=== BRIEF ===
Once you find the line containing "the white painted" in the data below, copy it and each following line exactly, up to and including the line containing "the house roof", and nothing else.

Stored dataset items
++++++++++

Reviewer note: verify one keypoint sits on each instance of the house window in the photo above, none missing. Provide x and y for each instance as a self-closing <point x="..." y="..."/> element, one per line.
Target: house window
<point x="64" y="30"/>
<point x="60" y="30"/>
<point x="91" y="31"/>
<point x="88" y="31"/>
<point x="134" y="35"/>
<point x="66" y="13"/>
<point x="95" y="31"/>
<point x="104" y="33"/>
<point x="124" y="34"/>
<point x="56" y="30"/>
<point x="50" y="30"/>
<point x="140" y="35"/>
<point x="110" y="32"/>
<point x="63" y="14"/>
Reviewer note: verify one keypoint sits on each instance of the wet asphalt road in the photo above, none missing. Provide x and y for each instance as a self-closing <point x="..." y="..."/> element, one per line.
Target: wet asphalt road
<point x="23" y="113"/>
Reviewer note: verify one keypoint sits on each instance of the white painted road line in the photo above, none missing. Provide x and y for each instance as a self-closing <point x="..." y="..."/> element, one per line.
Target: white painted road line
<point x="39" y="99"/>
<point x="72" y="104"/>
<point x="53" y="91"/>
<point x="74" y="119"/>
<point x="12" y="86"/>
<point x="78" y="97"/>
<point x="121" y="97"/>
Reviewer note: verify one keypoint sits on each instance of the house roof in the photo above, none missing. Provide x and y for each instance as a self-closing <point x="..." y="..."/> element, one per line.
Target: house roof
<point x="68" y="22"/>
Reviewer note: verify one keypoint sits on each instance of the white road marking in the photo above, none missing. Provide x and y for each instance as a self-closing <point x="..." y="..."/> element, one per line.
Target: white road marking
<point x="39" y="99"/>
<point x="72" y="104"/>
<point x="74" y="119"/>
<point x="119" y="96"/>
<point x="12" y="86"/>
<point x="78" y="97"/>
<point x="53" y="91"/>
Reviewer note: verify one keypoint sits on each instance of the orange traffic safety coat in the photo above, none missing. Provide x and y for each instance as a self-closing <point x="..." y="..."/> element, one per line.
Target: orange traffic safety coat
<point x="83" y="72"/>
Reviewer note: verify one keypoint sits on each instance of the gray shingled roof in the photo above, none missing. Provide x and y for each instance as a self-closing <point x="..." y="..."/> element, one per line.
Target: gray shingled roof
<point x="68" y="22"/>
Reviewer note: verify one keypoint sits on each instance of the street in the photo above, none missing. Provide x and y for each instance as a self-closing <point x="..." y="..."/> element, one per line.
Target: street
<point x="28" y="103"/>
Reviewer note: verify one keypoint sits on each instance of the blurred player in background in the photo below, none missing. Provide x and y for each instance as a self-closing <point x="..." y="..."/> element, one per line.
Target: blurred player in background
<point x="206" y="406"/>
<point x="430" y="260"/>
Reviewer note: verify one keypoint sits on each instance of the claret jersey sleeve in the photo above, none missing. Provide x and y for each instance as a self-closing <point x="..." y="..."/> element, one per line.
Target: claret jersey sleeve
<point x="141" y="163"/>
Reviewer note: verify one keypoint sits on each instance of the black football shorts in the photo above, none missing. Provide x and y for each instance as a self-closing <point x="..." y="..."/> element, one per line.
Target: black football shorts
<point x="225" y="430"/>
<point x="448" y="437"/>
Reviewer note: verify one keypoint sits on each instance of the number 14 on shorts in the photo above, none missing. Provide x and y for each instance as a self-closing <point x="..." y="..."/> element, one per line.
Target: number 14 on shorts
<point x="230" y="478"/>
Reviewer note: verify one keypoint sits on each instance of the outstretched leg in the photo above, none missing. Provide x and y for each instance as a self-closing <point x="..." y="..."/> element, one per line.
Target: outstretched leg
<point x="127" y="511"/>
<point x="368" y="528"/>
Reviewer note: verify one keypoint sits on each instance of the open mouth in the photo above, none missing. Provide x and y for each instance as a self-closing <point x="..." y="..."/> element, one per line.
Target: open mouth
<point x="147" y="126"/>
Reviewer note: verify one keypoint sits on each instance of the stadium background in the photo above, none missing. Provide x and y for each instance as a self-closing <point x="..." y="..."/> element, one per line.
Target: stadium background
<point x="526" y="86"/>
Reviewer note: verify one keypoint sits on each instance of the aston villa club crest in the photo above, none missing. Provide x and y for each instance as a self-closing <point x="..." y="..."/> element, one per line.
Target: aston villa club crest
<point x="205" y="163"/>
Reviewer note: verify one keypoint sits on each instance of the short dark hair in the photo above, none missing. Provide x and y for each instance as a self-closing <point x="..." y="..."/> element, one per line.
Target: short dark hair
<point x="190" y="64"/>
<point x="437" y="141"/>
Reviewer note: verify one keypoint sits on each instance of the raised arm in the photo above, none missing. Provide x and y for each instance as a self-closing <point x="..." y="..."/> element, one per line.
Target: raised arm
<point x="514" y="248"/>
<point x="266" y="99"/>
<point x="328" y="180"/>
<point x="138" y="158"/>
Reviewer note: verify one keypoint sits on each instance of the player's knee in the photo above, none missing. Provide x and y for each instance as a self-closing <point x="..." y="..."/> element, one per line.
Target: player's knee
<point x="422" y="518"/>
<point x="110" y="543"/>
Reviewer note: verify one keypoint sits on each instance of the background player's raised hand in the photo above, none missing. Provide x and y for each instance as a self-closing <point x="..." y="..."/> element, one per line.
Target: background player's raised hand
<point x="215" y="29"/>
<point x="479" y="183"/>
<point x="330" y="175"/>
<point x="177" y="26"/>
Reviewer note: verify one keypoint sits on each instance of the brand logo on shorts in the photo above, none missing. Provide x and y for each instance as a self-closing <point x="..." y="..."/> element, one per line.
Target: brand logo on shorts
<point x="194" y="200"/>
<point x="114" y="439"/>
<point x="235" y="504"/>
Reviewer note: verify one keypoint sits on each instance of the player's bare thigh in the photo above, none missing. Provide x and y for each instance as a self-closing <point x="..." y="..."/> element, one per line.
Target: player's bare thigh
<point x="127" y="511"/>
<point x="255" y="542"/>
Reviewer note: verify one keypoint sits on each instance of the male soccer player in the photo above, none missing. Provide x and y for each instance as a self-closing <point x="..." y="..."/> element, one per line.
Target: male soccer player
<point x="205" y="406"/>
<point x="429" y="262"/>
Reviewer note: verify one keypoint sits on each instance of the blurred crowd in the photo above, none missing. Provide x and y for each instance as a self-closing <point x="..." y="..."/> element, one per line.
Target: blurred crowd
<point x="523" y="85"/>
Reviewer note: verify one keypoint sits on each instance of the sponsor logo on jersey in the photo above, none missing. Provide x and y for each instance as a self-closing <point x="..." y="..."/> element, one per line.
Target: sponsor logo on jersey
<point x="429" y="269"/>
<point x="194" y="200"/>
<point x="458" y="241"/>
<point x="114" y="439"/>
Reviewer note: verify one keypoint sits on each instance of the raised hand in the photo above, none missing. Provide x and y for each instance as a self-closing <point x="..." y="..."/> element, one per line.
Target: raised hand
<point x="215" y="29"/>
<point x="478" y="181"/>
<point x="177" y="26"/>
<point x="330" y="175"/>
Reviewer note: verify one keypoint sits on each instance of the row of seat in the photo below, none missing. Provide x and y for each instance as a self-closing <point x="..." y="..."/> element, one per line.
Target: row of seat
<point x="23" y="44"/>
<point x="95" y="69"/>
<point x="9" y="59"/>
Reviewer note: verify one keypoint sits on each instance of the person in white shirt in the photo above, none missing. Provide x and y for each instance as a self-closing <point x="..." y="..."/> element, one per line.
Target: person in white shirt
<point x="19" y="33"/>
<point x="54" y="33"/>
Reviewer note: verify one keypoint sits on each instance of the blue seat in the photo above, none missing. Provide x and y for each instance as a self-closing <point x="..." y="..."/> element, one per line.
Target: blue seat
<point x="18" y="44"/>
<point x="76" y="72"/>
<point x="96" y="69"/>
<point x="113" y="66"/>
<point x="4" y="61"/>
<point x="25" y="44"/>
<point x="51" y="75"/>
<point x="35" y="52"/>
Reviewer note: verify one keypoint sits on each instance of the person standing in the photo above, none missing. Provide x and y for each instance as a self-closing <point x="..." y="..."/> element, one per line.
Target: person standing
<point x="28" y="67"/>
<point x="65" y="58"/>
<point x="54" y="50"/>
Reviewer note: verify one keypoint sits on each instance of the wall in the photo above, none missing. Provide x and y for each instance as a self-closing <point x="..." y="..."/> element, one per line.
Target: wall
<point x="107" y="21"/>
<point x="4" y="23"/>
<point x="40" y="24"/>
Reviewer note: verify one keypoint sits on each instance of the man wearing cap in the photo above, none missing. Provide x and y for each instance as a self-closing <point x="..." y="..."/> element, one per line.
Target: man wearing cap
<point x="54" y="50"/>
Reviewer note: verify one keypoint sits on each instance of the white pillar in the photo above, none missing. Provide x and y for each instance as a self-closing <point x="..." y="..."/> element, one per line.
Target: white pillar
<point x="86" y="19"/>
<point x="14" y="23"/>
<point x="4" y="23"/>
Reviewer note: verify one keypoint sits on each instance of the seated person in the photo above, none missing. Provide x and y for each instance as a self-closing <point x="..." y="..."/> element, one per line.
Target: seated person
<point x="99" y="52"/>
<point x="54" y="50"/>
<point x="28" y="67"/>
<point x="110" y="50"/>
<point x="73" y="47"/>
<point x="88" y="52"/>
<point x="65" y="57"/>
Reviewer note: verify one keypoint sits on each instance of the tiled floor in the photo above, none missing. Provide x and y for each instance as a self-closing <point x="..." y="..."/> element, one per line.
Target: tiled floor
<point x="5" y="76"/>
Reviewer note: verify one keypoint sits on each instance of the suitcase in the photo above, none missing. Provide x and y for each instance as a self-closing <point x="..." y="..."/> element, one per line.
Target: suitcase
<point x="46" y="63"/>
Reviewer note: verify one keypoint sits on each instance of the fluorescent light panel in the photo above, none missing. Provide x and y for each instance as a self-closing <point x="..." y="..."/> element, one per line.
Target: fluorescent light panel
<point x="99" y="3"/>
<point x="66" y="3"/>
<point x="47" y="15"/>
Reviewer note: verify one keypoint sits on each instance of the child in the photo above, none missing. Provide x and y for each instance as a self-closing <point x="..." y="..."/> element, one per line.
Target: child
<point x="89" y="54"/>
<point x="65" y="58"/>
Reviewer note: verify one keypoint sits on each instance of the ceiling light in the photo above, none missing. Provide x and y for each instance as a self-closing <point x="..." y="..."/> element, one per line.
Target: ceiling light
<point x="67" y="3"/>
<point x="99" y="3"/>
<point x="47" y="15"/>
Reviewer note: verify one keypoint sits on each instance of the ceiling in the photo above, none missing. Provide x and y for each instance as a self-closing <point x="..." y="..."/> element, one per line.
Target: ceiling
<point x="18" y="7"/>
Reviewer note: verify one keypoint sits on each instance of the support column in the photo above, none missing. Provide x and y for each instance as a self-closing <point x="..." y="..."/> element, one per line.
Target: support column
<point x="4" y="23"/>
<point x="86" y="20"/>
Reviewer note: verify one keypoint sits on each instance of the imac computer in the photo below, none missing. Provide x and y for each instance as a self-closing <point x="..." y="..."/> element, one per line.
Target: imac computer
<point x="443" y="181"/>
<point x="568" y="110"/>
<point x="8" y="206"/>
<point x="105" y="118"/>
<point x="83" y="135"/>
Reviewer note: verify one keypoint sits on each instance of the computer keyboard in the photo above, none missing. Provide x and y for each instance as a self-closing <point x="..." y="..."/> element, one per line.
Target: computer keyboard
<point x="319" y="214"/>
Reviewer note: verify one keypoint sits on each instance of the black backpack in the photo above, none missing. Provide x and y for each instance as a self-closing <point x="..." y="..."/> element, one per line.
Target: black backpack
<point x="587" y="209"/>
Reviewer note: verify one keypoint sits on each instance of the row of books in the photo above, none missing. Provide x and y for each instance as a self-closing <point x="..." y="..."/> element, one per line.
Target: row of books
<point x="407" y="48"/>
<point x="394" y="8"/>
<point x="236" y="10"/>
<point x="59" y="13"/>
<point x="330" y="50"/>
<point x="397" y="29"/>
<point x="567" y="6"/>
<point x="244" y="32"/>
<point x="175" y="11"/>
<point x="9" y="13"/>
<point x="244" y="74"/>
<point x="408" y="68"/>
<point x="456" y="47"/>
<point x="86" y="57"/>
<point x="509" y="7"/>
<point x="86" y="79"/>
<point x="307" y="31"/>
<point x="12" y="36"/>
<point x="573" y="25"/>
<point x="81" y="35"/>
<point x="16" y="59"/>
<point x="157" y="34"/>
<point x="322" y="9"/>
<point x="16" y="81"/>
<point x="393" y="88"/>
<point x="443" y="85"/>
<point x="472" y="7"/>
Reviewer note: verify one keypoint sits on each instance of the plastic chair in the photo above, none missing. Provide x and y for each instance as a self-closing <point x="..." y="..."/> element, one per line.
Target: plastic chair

++++++++++

=== THE COMPLETED TASK ===
Reviewer note: verify one keypoint sits on each instance of the white painted road line in the photo above, none missing. Provide x and y for each instance as a self-closing <point x="..." y="..."/> element, one per line.
Target: white painted road line
<point x="39" y="99"/>
<point x="72" y="104"/>
<point x="53" y="91"/>
<point x="74" y="119"/>
<point x="12" y="86"/>
<point x="78" y="97"/>
<point x="121" y="97"/>
Reviewer note: verify one keypoint sits on each instance of the house roof in the photo above, none missing. Provide x and y for each instance as a self-closing <point x="..." y="..."/> element, one per line.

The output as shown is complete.